Raw records
»»

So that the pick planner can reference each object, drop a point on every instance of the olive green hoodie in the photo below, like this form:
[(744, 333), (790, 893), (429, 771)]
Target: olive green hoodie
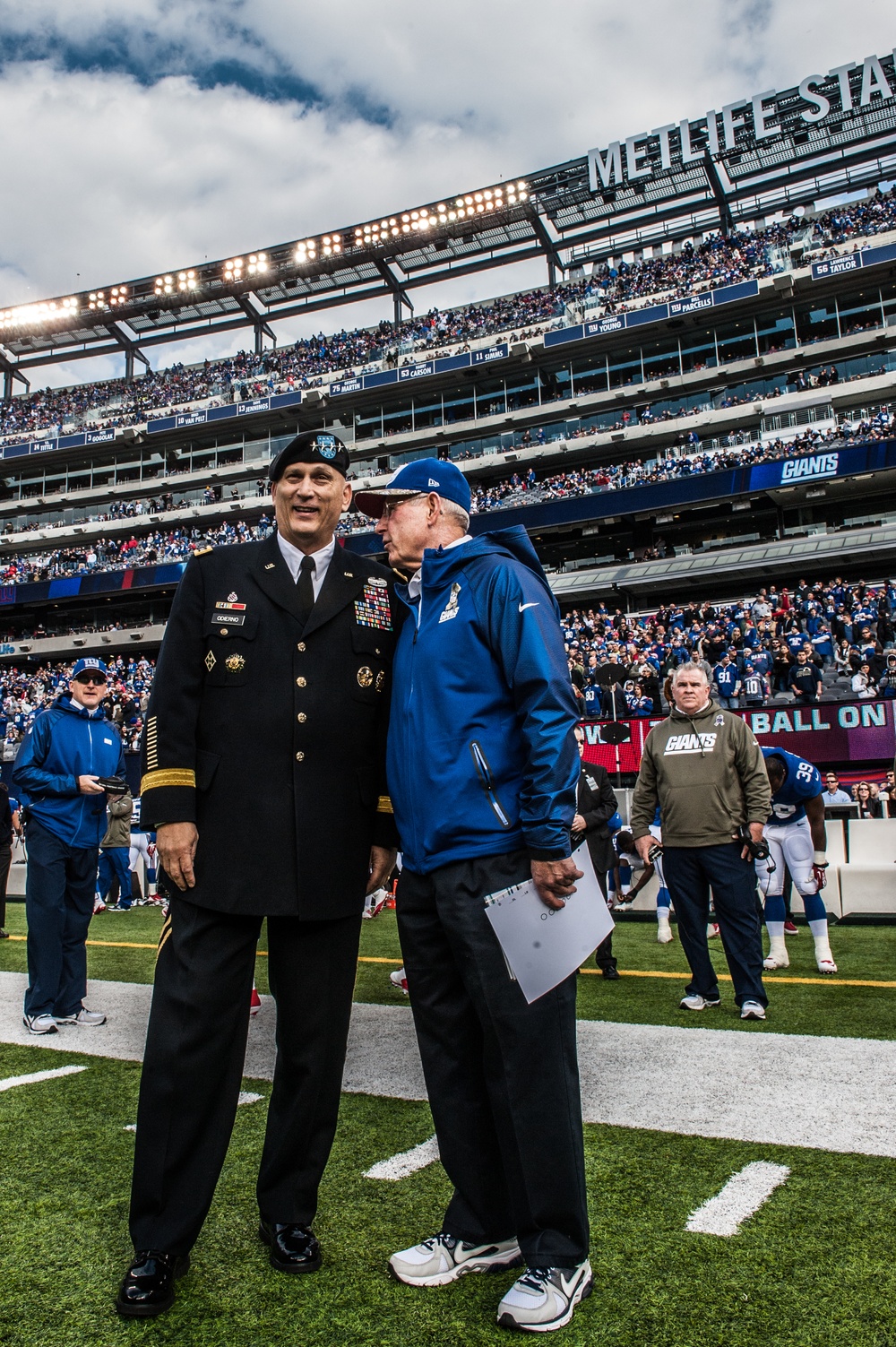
[(708, 774)]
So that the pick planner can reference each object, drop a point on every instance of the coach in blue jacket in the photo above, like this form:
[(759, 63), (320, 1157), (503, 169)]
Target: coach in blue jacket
[(481, 768), (65, 752)]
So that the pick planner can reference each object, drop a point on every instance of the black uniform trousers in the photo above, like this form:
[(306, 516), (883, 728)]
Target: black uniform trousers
[(502, 1075), (193, 1066), (689, 875)]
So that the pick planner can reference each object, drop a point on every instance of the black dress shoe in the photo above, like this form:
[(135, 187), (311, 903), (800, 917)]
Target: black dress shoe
[(293, 1248), (149, 1284)]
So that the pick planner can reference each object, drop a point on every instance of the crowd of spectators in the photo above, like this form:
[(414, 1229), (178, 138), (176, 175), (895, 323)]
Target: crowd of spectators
[(828, 640), (719, 260), (526, 488), (111, 554), (26, 691)]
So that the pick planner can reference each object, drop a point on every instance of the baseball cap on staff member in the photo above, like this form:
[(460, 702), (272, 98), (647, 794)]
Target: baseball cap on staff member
[(90, 664), (312, 446), (418, 479)]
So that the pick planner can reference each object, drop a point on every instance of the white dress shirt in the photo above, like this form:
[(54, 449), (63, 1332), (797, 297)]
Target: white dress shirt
[(323, 557), (417, 580)]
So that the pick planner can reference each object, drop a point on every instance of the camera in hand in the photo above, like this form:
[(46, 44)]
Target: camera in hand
[(757, 851)]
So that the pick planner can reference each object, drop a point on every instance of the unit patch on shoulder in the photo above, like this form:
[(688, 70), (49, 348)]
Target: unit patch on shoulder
[(451, 608), (372, 609)]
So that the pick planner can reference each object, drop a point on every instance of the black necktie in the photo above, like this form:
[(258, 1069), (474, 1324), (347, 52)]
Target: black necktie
[(305, 588)]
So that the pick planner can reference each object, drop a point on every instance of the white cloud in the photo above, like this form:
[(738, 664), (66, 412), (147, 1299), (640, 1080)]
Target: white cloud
[(127, 160)]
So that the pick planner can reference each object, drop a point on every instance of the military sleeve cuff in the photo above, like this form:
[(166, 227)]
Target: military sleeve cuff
[(168, 805)]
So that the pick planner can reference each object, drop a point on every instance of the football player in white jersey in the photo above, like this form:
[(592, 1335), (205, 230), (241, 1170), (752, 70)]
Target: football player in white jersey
[(795, 834)]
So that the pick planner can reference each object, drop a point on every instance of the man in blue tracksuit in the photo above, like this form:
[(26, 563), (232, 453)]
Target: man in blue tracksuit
[(64, 755), (483, 768)]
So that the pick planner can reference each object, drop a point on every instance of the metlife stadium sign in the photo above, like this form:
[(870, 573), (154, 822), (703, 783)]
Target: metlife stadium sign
[(746, 123)]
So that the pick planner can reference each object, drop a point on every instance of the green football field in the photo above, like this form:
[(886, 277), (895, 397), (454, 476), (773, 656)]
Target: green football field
[(813, 1266)]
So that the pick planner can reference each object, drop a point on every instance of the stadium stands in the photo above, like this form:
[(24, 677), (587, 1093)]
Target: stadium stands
[(613, 287)]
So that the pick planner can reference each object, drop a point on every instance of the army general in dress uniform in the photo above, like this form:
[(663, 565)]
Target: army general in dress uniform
[(264, 780)]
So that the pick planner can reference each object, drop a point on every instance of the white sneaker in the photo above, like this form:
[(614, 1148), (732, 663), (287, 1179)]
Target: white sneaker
[(697, 1002), (86, 1019), (39, 1023), (444, 1258), (543, 1299)]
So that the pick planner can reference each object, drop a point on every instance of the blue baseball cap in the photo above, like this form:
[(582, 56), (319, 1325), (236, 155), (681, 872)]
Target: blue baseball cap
[(90, 661), (418, 479)]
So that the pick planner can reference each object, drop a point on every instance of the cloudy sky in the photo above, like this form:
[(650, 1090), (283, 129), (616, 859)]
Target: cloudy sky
[(144, 135)]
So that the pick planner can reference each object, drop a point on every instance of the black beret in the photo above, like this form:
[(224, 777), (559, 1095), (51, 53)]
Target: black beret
[(312, 446)]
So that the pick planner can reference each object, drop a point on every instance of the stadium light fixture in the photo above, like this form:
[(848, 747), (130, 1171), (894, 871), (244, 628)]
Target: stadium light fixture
[(43, 311), (177, 287)]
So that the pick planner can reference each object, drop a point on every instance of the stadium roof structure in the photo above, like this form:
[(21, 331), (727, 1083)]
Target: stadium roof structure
[(757, 157)]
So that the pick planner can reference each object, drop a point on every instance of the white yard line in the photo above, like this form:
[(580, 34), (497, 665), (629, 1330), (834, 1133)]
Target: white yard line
[(11, 1082), (406, 1162), (775, 1089), (740, 1199)]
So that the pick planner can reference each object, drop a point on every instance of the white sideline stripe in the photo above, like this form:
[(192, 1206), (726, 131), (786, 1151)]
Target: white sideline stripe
[(406, 1162), (745, 1084), (246, 1097), (11, 1082), (740, 1199)]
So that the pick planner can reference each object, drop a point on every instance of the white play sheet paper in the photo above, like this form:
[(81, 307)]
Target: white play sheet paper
[(542, 945)]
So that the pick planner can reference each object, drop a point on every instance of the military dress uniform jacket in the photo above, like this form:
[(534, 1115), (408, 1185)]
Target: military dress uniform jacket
[(270, 736)]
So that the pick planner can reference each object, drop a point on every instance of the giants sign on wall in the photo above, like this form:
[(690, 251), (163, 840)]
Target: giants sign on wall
[(829, 733)]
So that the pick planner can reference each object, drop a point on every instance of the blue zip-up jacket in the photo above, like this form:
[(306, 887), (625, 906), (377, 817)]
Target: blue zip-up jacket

««

Task details:
Copy the part of the records above that begins with the line containing "the white sneaker" and ends with the line containing "[(144, 135)]", including both of those lines.

Right answer:
So that the pick planner can reference each object, drop a point on every instance of the white sneaker in the photo above, like this form:
[(614, 1148), (732, 663), (287, 1179)]
Target: white sneaker
[(697, 1002), (86, 1019), (39, 1023), (444, 1258), (543, 1299)]
So that the pick planner can reference each object, drop a point on every instance of the blue baseball cap in the photo above, like this form:
[(582, 56), (319, 1325), (236, 155), (681, 872)]
Target: blue baseball cap
[(90, 661), (418, 479)]
So that the pick planner can reference each object, drop a point on every instance of the cloudy sky in the photo above, like this form:
[(650, 1090), (283, 129), (616, 859)]
Target: cloudy sky
[(144, 135)]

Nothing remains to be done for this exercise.